◆ OBJECTIVE ◆
Which lines in the material below contain the string "white", matching case? Show every such line in full.

◆ STORED DATA ◆
* * * * *

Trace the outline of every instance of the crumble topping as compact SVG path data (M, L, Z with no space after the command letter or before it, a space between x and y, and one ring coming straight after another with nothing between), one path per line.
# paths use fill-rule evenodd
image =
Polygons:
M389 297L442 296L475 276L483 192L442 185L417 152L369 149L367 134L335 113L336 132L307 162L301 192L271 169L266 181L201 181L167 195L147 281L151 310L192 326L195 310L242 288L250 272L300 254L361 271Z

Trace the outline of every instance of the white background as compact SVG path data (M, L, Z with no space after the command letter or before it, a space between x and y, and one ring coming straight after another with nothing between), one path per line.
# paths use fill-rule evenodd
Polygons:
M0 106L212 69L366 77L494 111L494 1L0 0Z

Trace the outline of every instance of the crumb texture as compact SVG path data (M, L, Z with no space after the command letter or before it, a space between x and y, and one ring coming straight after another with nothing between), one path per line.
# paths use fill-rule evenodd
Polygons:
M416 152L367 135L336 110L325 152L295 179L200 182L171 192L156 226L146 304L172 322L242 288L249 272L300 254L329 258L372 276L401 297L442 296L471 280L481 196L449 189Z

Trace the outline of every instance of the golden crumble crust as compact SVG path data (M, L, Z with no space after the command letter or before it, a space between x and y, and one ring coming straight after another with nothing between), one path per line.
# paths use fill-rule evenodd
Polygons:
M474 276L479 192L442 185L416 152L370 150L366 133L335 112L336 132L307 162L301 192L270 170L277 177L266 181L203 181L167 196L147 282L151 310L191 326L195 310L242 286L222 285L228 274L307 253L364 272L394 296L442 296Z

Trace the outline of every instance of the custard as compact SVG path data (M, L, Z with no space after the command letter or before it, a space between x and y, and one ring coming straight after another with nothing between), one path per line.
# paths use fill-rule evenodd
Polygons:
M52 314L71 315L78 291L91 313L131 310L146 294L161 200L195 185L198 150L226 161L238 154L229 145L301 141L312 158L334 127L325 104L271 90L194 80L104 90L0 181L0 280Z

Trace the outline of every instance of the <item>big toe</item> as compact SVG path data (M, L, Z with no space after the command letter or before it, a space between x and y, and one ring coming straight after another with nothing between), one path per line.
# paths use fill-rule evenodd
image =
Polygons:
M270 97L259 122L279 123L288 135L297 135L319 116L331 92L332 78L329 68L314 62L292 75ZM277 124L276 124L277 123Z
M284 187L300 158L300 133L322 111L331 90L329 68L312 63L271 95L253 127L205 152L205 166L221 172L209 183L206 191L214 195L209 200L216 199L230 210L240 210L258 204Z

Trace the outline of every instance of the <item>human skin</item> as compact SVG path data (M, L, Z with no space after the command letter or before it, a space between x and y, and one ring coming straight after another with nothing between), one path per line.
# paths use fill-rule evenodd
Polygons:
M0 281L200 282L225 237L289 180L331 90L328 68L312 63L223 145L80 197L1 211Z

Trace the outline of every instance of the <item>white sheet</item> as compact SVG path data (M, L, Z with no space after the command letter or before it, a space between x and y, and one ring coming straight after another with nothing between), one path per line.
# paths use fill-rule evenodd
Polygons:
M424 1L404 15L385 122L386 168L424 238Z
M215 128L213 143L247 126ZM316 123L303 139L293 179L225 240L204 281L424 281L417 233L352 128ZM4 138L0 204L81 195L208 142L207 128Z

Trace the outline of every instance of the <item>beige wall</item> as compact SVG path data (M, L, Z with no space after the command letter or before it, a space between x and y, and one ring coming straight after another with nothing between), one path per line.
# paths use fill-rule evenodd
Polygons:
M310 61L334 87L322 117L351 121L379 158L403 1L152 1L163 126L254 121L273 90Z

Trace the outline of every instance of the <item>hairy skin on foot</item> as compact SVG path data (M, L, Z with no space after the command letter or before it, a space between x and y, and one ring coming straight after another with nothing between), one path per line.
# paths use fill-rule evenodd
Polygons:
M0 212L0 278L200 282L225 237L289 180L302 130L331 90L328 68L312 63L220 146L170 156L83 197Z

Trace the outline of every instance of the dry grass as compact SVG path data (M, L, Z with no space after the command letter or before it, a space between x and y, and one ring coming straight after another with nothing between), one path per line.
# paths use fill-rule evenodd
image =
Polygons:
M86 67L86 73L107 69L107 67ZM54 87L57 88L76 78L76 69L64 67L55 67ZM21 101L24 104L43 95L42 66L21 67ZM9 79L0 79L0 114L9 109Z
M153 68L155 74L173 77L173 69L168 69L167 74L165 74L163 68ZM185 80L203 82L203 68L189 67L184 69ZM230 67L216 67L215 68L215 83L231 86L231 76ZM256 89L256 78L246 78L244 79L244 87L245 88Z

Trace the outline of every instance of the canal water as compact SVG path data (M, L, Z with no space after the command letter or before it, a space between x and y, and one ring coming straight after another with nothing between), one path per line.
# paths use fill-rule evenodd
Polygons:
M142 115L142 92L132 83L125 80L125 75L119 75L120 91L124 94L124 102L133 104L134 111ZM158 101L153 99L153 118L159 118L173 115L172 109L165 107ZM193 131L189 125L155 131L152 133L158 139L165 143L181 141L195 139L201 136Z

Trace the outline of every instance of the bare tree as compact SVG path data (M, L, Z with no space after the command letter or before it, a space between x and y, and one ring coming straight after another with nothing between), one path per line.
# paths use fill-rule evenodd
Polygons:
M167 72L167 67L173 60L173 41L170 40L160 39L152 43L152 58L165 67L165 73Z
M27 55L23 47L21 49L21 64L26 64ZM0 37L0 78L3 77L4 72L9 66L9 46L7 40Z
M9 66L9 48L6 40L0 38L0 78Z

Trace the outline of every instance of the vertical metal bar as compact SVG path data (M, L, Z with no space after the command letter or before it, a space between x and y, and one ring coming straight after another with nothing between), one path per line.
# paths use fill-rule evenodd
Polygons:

* * * * *

◆ REPLY ◆
Trace the outline of every instance of the white background as compact SVG path data (M, L, Z with no space after the command letter or before it, a space between x and y, and one ring coming straight after another with nothing between), one path per line.
Trace the outline of every instance of the <item>white sheet</item> as compact SVG path data (M, L, Z with no space after the command letter or before it, a space between x and y, and one ring coming straight after another with nothing between), one path per line.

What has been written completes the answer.